Given instruction:
Output as a numbered list the lines of the records beginning with the line that contains "One point lands on every instance of the rubble-strewn" and ending with the line that contains "pixel 213 61", leaving out blank lines.

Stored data
# # # # #

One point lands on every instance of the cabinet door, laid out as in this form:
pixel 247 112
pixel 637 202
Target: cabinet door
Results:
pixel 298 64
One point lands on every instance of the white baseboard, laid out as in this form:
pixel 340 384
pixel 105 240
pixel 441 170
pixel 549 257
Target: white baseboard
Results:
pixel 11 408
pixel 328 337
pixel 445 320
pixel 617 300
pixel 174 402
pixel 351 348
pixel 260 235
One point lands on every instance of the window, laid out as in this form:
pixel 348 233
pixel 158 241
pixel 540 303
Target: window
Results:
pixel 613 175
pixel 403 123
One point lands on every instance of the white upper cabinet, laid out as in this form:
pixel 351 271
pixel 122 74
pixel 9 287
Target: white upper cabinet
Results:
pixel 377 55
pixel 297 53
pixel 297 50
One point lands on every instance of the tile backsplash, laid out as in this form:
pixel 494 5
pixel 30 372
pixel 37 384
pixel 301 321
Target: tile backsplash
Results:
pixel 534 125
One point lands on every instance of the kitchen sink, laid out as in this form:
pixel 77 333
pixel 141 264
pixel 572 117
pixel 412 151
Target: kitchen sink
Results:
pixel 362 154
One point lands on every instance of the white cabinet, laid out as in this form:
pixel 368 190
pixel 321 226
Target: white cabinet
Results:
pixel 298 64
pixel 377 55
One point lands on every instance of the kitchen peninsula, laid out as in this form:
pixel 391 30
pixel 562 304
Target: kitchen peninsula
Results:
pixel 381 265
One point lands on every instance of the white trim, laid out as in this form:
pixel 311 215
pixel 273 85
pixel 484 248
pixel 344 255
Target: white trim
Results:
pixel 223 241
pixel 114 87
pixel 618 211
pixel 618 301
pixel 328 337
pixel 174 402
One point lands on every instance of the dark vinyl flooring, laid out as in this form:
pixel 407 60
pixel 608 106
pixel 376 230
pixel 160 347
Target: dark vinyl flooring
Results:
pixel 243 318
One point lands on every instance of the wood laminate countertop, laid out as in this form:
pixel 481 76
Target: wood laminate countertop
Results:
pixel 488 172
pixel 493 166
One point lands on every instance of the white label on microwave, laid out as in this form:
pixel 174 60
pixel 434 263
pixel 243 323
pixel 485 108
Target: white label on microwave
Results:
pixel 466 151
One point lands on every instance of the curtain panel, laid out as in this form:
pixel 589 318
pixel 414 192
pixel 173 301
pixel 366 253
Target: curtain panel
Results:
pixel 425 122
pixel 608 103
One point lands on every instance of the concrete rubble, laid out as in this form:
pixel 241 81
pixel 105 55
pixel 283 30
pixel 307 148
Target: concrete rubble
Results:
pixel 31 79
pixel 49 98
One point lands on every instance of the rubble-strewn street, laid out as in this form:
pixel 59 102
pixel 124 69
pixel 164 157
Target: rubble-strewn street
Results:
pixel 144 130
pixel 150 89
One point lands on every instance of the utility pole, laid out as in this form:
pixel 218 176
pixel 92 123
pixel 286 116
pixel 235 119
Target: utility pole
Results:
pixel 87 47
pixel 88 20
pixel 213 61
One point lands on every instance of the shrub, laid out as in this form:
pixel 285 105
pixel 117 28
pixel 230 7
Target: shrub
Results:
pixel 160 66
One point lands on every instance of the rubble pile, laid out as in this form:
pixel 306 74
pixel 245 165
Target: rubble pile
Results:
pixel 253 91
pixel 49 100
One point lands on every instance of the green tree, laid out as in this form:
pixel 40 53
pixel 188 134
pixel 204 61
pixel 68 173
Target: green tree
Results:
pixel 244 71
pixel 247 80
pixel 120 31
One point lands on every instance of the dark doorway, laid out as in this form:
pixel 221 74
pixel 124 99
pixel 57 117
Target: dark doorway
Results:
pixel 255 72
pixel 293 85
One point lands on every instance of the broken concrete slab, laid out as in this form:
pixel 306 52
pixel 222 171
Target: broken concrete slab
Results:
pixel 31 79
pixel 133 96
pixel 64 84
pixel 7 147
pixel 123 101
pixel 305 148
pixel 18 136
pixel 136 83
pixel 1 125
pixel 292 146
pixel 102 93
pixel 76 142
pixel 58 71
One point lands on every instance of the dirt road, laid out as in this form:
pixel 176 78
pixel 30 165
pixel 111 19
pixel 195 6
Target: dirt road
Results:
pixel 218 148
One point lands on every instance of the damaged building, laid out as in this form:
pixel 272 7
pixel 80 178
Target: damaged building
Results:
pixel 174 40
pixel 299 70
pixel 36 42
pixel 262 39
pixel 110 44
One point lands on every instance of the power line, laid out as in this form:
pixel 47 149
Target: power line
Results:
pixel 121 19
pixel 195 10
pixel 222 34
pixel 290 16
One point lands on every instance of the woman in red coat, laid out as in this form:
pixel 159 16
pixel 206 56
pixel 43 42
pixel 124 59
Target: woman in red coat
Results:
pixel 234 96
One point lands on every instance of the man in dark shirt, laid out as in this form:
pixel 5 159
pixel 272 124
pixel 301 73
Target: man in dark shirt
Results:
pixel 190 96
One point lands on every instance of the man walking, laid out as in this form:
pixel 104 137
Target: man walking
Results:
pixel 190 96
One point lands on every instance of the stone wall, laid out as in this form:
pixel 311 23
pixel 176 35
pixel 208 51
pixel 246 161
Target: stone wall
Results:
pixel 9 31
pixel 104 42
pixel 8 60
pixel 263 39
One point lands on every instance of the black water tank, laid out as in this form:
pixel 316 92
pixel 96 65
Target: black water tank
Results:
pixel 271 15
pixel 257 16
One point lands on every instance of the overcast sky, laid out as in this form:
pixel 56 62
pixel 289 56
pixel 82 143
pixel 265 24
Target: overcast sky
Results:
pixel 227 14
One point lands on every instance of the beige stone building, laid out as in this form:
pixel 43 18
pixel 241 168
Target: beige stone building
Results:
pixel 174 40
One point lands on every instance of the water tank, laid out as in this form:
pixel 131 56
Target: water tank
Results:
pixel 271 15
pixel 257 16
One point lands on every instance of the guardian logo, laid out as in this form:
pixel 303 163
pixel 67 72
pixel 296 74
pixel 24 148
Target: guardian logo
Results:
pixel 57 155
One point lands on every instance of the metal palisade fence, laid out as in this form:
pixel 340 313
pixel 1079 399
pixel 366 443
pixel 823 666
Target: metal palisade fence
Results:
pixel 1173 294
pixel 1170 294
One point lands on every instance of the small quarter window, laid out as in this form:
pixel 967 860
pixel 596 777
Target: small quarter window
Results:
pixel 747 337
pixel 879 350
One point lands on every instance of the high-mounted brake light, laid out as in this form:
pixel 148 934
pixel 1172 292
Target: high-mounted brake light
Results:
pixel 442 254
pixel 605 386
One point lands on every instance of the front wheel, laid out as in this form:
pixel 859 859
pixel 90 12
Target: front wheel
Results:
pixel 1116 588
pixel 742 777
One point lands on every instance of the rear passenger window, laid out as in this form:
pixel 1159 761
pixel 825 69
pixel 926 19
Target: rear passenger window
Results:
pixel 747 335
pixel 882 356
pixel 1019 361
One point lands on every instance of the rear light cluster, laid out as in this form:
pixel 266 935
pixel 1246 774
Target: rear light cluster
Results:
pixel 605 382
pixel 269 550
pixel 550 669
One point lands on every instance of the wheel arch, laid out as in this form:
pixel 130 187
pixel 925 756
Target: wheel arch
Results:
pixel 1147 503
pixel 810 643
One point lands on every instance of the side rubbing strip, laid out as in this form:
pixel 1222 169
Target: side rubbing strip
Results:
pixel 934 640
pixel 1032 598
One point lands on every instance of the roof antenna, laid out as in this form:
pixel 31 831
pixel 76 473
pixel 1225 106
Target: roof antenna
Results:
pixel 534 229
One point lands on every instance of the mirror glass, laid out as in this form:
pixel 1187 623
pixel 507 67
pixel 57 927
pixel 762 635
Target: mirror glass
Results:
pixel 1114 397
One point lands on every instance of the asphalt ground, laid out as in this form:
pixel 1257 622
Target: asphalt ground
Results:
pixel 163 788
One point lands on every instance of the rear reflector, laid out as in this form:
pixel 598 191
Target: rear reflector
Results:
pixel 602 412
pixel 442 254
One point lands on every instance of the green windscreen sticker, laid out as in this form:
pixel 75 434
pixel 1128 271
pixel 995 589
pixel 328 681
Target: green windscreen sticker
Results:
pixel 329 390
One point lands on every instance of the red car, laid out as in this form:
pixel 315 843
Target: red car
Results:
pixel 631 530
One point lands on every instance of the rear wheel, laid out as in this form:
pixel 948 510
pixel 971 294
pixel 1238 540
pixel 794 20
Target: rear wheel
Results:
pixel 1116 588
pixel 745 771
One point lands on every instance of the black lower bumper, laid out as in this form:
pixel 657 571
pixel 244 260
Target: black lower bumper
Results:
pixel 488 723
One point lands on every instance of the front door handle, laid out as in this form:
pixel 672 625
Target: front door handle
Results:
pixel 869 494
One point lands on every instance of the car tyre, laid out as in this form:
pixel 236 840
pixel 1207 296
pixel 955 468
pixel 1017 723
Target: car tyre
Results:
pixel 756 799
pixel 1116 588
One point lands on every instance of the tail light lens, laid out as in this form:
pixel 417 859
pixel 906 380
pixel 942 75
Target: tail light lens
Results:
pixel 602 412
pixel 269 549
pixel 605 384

# # # # #

Output for this task:
1. One point lands on every instance of the rubble-strewn street, laid out as in this form:
2. pixel 59 102
3. pixel 124 69
4. pixel 164 157
5. Target: rubble-strewn street
6. Results:
7. pixel 144 130
8. pixel 150 89
9. One point lands on every instance of the utility pole, laid out as in this form:
10. pixel 218 176
11. pixel 92 123
12. pixel 286 116
13. pixel 235 119
14. Target: utility pole
15. Results:
16. pixel 87 47
17. pixel 88 20
18. pixel 213 61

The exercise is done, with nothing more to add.